Requirement a – Reproduce, character for character, the part of the Lost Cities training notebook that opens with the words containing "num_card_actions = card_cnt" and closes with "rule_counter = defaultdict(int)".
===== Document excerpt
In [1]:
# Lost Cities V1E
# Finished 3 grid searches
# Using best determined configuration, long training

In [3]:
# import V1E_main as main
from V1E_main import *

In [5]:
# ALL PARAMETERS

nn_layer_1=64
nn_layer_2=32
nn_layer_2_dropout=0.20
learning_rate=0.001
replay_size=20000
num_episodes = 200_000
batch_size = 64
batch_cnt = 3
train_every = 3
step_booster = 8.0
episode_booster = 0.10

# Fixed parameters (not in grid)
fixed_params = {
    'epsilon': 0.30,
    'epsilon_min': 0.05,
    'epsilon_decay': 0.9999
}

# Simply comment out any functions not to be included
step_functions=[
'lower_val_avail',
'too_few_pts',
'blocked_7',
'exp_small_deck',
'exp_was_live',
'good_exp',
'bad_X',
'bad_bigger_val',
'good_low_val',
'draw_to_tgt',
# 'had_X',
'next_value',
# 'bad_center',
# 'smart_opp_center'
]

In [11]:
# Modified Training Loop with Action + Draw Selection from Policy
def train_model(fv, reward_params, nn_layer_1, nn_layer_2_dropout,
                learning_rate, replay_size, step_booster, episode_booster,
                step_functions, file_name):

    global epsilon, epsilon_min, epsilon_decay
    global batch_size, train_every, batch_cnt

    global all_rewards
    global mean_rewards
    all_rewards = []
    mean_rewards = []

    env = LostCitiesEnv()
    num_card_actions = card_cnt
    num_draw_choices = color_cnt+1
    model = ActorCritic(state_size=state_size, action_size=num_card_actions, draw_size=num_draw_choices, 
                             nn_layer_1=nn_layer_1, nn_layer_2=nn_layer_2, nn_layer_2_dropout=nn_layer_2_dropout)
    optimizer = optim.Adam(model.parameters(), lr=learning_rate)
    replay_buffer = deque(maxlen=replay_size)
    rule_counter = defaultdict(int)
    
    for episode in range(1, num_episodes + 1):
        state = env.reset()
        done = False
        mean_reward = 0.0
        play_cnt=0
        plays_p1 = []
        plays_p2 = []
    
        while not done:
            play_cnt+=1
            features_np = extract_features(state)
            features = torch.tensor(features_np, dtype=torch.float32)
==========
Requirement b – In the records below, rewrite every line of the part that opens with the line containing "Now, locate the pedestrian" and closes with the line containing "left=289, top=31, right=450, bottom=81". Shift each bounding-box coordinate in the answer up by 134, and leave the sample coordinates unchanged.
===== Given data
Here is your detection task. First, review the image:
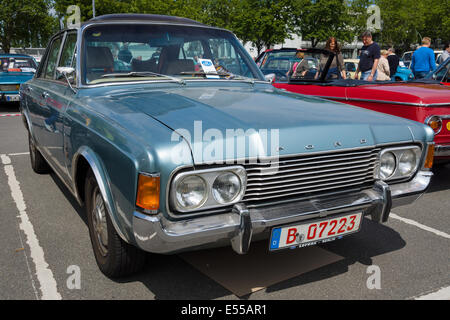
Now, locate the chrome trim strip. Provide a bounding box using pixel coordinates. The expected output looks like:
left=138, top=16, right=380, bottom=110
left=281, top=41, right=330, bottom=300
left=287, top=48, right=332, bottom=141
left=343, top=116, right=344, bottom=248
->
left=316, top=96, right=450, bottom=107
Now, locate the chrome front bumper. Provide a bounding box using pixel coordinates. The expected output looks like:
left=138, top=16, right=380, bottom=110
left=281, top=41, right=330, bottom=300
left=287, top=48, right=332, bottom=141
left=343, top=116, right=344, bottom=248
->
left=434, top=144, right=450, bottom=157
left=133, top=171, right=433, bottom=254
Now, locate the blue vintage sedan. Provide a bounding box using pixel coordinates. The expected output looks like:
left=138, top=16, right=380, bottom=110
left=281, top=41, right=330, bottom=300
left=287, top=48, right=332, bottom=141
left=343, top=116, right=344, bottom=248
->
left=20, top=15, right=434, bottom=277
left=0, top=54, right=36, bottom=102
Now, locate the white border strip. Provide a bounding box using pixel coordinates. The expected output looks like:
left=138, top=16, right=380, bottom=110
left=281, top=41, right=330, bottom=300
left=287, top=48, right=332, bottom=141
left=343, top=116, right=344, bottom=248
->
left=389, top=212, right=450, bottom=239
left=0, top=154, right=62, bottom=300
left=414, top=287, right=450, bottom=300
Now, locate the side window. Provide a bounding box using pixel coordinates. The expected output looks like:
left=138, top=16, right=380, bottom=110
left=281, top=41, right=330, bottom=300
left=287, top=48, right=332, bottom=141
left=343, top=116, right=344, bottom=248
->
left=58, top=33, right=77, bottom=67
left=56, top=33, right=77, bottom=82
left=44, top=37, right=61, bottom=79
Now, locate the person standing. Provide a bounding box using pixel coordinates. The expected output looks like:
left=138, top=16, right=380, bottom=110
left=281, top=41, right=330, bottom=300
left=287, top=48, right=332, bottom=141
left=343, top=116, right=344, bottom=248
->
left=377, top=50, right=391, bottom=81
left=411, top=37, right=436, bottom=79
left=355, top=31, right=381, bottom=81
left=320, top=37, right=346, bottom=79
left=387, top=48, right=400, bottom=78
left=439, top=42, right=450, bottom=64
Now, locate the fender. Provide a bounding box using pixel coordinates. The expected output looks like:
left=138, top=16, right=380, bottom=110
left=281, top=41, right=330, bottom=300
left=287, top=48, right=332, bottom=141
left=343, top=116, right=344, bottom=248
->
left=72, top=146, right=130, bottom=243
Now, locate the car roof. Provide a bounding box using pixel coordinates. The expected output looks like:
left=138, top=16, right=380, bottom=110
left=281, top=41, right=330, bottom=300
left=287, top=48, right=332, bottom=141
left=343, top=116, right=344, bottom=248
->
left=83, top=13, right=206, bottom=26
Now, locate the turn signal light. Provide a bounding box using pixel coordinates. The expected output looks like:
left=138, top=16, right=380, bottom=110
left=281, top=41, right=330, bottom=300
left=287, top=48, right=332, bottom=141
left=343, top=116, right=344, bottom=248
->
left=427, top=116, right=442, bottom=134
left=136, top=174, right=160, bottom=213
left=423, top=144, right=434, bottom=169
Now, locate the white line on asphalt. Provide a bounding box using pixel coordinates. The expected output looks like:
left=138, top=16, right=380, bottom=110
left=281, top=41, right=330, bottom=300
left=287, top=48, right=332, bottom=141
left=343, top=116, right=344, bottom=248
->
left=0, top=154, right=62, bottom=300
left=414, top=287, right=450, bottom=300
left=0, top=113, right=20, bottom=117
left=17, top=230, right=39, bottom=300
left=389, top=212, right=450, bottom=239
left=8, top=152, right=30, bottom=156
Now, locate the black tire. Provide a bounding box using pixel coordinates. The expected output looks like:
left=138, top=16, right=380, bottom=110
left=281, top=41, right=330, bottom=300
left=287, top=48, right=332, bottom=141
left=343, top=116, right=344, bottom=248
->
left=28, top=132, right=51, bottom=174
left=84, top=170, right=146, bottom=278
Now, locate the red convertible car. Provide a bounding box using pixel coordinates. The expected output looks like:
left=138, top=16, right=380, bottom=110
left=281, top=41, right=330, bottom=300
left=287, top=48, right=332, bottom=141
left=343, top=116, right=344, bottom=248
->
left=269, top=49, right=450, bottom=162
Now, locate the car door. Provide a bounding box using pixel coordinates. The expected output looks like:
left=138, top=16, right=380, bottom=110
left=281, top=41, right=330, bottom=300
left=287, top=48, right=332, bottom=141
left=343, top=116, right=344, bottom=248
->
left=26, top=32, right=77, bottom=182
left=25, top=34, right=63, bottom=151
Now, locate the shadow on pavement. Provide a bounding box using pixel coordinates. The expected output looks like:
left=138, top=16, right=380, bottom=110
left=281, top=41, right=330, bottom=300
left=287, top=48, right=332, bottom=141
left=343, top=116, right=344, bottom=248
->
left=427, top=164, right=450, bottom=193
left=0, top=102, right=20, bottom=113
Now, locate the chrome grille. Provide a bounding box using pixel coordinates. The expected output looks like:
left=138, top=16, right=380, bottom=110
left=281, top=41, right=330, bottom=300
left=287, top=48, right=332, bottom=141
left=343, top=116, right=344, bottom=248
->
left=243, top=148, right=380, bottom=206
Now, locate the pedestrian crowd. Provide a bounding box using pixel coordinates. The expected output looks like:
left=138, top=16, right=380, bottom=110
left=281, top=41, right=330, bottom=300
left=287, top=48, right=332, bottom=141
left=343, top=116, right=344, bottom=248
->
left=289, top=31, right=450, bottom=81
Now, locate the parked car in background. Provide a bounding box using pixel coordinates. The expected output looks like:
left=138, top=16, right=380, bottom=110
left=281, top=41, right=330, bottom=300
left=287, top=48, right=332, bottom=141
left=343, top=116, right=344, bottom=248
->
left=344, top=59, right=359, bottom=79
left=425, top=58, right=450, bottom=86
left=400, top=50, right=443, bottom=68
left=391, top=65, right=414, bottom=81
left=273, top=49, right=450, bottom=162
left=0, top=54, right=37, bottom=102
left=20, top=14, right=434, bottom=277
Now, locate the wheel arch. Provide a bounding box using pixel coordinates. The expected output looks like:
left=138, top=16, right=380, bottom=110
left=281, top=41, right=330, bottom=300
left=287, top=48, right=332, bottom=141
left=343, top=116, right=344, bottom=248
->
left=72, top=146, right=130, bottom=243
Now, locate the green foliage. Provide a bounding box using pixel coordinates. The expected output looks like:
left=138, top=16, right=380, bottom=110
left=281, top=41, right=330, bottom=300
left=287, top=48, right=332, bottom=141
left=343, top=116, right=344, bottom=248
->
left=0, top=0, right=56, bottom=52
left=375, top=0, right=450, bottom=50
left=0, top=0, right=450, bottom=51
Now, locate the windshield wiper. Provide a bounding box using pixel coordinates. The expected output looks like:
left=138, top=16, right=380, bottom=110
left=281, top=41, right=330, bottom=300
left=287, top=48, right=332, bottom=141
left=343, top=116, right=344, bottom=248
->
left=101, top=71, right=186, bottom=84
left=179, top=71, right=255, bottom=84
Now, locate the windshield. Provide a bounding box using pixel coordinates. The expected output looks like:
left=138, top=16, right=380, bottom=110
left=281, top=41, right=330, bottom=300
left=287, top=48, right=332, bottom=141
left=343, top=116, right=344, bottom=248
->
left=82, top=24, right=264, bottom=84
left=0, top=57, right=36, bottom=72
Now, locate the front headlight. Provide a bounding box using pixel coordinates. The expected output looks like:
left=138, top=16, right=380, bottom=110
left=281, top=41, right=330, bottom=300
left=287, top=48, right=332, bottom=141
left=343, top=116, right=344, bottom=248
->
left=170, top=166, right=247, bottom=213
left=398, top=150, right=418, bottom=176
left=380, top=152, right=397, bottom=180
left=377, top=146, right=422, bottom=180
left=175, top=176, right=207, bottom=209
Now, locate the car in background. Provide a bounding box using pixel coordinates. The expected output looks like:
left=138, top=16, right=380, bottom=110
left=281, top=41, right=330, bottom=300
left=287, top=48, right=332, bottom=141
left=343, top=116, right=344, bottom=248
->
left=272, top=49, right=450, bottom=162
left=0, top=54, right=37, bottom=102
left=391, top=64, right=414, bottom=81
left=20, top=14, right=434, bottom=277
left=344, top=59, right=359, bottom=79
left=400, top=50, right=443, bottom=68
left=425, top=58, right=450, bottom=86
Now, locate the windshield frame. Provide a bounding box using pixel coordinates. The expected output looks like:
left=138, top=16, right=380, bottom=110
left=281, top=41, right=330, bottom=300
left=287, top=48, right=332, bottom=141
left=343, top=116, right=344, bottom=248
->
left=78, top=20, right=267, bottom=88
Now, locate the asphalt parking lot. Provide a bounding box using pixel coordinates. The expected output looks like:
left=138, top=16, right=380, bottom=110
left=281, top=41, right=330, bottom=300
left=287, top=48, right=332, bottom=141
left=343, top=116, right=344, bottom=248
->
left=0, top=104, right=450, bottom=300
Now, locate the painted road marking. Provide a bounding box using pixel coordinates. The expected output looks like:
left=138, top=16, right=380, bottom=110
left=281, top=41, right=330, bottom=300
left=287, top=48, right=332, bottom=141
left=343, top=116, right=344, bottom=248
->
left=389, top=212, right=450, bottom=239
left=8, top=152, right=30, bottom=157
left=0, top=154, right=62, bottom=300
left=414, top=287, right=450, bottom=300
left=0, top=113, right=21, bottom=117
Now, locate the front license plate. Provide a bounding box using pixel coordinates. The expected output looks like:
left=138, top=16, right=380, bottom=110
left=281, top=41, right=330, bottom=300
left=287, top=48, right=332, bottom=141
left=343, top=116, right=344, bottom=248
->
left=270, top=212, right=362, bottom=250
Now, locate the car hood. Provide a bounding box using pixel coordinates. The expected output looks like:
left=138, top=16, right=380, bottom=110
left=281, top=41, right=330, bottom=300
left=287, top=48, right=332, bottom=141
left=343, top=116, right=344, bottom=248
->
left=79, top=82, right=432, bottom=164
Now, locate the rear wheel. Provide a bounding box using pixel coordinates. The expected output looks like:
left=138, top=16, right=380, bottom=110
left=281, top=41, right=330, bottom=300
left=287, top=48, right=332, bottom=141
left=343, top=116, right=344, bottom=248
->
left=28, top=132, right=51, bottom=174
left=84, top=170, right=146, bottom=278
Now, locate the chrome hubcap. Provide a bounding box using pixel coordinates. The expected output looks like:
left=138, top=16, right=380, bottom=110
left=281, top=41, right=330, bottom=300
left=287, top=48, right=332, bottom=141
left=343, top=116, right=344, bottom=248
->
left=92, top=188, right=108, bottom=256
==========
Problem solution a –
num_card_actions = card_cnt
    num_draw_choices = color_cnt+1
    model = ActorCritic(state_size=state_size, action_size=num_card_actions, draw_size=num_draw_choices, 
                             nn_layer_1=nn_layer_1, nn_layer_2=nn_layer_2, nn_layer_2_dropout=nn_layer_2_dropout)
    optimizer = optim.Adam(model.parameters(), lr=learning_rate)
    replay_buffer = deque(maxlen=replay_size)
    rule_counter = defaultdict(int)

Problem solution b –
Now, locate the pedestrian crowd. Provide a bounding box using pixel coordinates. The expected output looks like:
left=138, top=16, right=380, bottom=110
left=281, top=41, right=330, bottom=300
left=287, top=48, right=332, bottom=141
left=343, top=116, right=344, bottom=248
->
left=423, top=165, right=584, bottom=215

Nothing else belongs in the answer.